# Cel ćwiczenia
Zaktualizuj fragment od początku wpisów aż do wiersza zawierającego "[800,4,817,23]" włącznie, zastępując "dusk" słowem "dawn", a resztę zostaw bez zmian. Obrazy proszę pominąć w odpowiedzi.

# Materiał do zadania
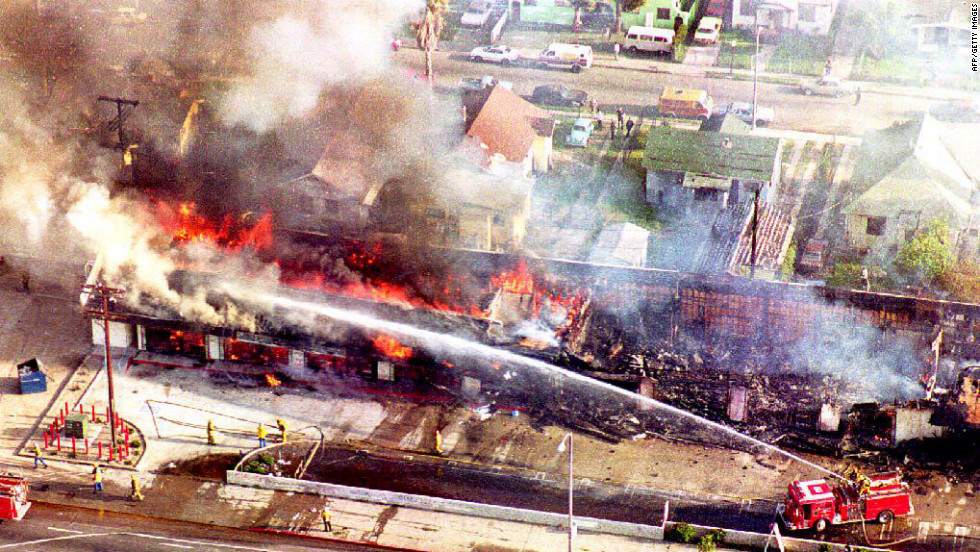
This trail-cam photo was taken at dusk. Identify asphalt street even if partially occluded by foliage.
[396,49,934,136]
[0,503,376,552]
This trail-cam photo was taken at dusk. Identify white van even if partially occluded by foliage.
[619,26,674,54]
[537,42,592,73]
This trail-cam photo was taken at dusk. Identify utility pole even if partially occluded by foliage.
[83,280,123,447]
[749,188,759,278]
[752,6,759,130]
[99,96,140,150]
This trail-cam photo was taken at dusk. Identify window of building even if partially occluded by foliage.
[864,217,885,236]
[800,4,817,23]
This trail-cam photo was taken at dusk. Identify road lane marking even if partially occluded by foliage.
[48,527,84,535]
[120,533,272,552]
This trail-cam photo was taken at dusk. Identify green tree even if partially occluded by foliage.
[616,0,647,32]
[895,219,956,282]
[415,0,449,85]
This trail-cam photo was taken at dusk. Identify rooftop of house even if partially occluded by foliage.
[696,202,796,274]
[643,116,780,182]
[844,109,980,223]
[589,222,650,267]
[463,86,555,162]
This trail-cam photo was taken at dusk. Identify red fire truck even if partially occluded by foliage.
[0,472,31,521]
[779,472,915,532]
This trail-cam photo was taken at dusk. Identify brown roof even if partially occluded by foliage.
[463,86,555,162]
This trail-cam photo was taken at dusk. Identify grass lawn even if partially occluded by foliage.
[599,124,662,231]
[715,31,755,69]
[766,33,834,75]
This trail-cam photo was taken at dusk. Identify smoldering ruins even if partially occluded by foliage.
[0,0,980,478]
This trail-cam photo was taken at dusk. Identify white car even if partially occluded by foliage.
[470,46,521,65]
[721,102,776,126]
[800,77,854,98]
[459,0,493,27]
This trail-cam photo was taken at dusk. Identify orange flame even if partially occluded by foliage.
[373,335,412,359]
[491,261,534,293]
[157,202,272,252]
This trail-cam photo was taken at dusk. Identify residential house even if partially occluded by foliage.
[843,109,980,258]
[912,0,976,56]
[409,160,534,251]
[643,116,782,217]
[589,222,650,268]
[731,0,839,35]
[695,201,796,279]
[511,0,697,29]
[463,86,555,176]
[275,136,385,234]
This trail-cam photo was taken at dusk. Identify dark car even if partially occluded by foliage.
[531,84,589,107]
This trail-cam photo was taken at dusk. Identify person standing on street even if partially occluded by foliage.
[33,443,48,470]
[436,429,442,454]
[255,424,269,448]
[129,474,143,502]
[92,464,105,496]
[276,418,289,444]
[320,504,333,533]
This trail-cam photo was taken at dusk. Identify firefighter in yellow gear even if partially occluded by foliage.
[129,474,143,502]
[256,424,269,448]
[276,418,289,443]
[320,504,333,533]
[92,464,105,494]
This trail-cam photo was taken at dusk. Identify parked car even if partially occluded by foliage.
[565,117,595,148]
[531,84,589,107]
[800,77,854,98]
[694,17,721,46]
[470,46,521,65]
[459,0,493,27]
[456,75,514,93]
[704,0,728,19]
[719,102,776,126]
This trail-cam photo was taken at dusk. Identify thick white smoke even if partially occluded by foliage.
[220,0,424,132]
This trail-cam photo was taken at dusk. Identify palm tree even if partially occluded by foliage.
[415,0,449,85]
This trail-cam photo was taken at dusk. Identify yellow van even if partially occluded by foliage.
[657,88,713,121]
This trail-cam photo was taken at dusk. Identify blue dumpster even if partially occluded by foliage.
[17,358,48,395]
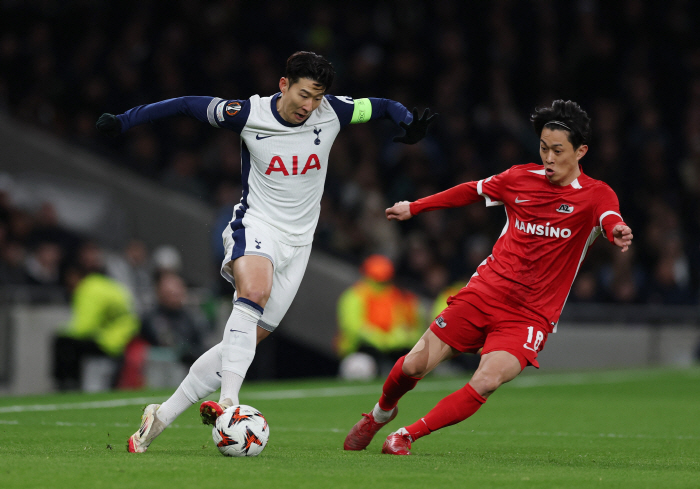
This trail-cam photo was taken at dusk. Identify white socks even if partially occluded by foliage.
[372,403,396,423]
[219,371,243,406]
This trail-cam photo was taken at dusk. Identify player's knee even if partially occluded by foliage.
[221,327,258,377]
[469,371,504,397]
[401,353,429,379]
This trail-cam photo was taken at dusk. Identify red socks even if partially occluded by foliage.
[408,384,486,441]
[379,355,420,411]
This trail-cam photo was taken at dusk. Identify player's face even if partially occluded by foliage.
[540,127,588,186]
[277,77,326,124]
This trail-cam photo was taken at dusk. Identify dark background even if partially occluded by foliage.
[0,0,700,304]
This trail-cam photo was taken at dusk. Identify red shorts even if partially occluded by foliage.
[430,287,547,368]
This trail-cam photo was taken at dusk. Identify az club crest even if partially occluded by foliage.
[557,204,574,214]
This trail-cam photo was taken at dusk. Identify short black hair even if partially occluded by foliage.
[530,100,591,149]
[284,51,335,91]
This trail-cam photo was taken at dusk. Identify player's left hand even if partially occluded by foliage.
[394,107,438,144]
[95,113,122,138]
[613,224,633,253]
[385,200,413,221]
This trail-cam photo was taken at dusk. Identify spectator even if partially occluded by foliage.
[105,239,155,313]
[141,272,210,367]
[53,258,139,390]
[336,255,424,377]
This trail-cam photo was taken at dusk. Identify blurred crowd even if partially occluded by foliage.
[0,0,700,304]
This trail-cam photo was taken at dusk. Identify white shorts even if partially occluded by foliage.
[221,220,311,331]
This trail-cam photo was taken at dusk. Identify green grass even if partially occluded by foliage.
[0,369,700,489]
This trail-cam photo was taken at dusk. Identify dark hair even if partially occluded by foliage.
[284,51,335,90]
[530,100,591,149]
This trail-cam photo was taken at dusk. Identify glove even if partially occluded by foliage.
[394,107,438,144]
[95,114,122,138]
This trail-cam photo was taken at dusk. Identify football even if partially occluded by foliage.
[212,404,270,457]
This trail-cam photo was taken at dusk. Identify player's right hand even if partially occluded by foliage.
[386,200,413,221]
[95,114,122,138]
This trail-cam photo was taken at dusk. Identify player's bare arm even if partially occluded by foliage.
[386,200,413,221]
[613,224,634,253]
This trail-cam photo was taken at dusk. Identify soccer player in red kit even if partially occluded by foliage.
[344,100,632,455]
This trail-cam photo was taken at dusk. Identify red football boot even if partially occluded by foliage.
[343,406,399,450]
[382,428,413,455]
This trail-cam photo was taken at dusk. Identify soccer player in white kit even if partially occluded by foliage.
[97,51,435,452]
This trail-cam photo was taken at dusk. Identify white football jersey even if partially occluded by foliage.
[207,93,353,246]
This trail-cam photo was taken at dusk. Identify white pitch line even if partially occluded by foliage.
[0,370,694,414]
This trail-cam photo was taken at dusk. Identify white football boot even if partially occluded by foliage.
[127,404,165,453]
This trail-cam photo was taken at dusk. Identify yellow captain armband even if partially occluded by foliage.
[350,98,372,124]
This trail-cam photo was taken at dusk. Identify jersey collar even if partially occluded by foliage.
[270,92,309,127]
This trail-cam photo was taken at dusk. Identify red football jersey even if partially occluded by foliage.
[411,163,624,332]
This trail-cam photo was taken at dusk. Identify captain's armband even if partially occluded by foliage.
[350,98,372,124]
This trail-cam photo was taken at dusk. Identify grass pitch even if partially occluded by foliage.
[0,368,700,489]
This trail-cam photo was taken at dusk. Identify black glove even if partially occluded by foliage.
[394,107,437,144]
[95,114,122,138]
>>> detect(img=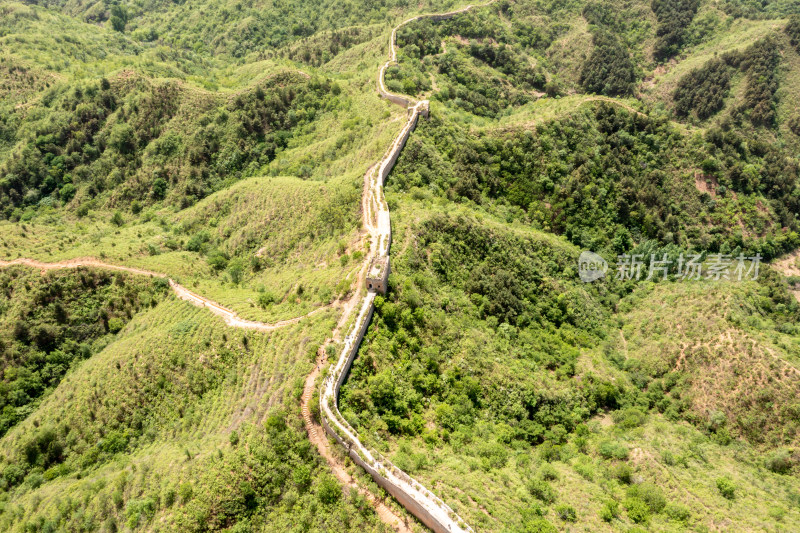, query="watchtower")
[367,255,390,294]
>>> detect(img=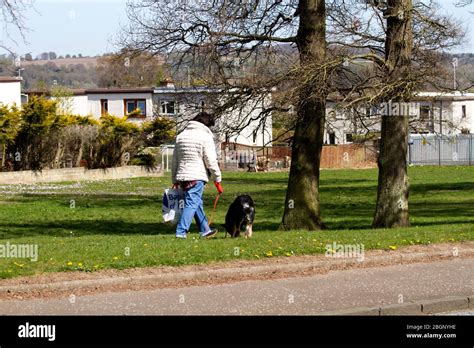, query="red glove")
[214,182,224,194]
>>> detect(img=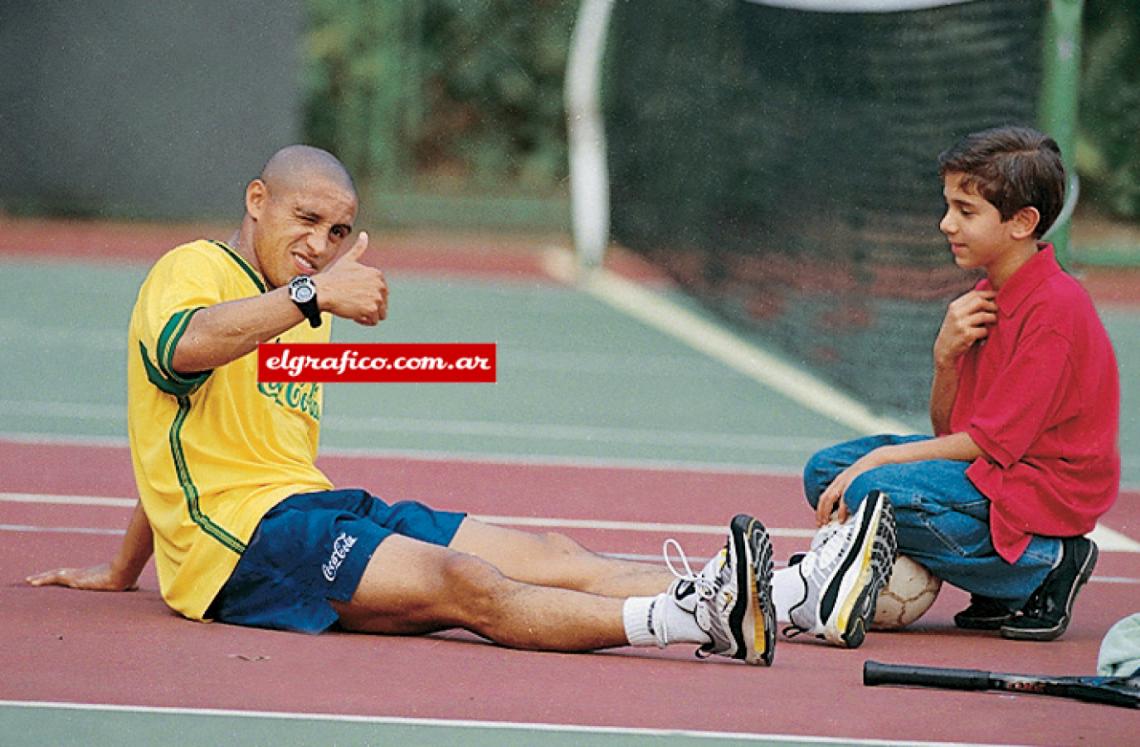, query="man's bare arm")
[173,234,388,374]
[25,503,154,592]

# Rozwiązanie zadania
This trail-cam photo was taken at dawn. Identify asphalt street even if partially occluded by foliage.
[396,49,934,136]
[0,503,376,552]
This trail-cam photo was taken at dawn. Identify white van even if partially occluded by foliage.
[619,26,674,54]
[537,42,592,73]
This trail-cam photo was taken at dawn. Identify utility pole even if partially occluded by foliage.
[83,280,123,447]
[749,188,759,278]
[752,6,759,130]
[99,96,140,150]
This trail-cam photo was taken at dawn. Identify window of building even if partially occluded by foliage.
[864,217,885,236]
[800,4,817,23]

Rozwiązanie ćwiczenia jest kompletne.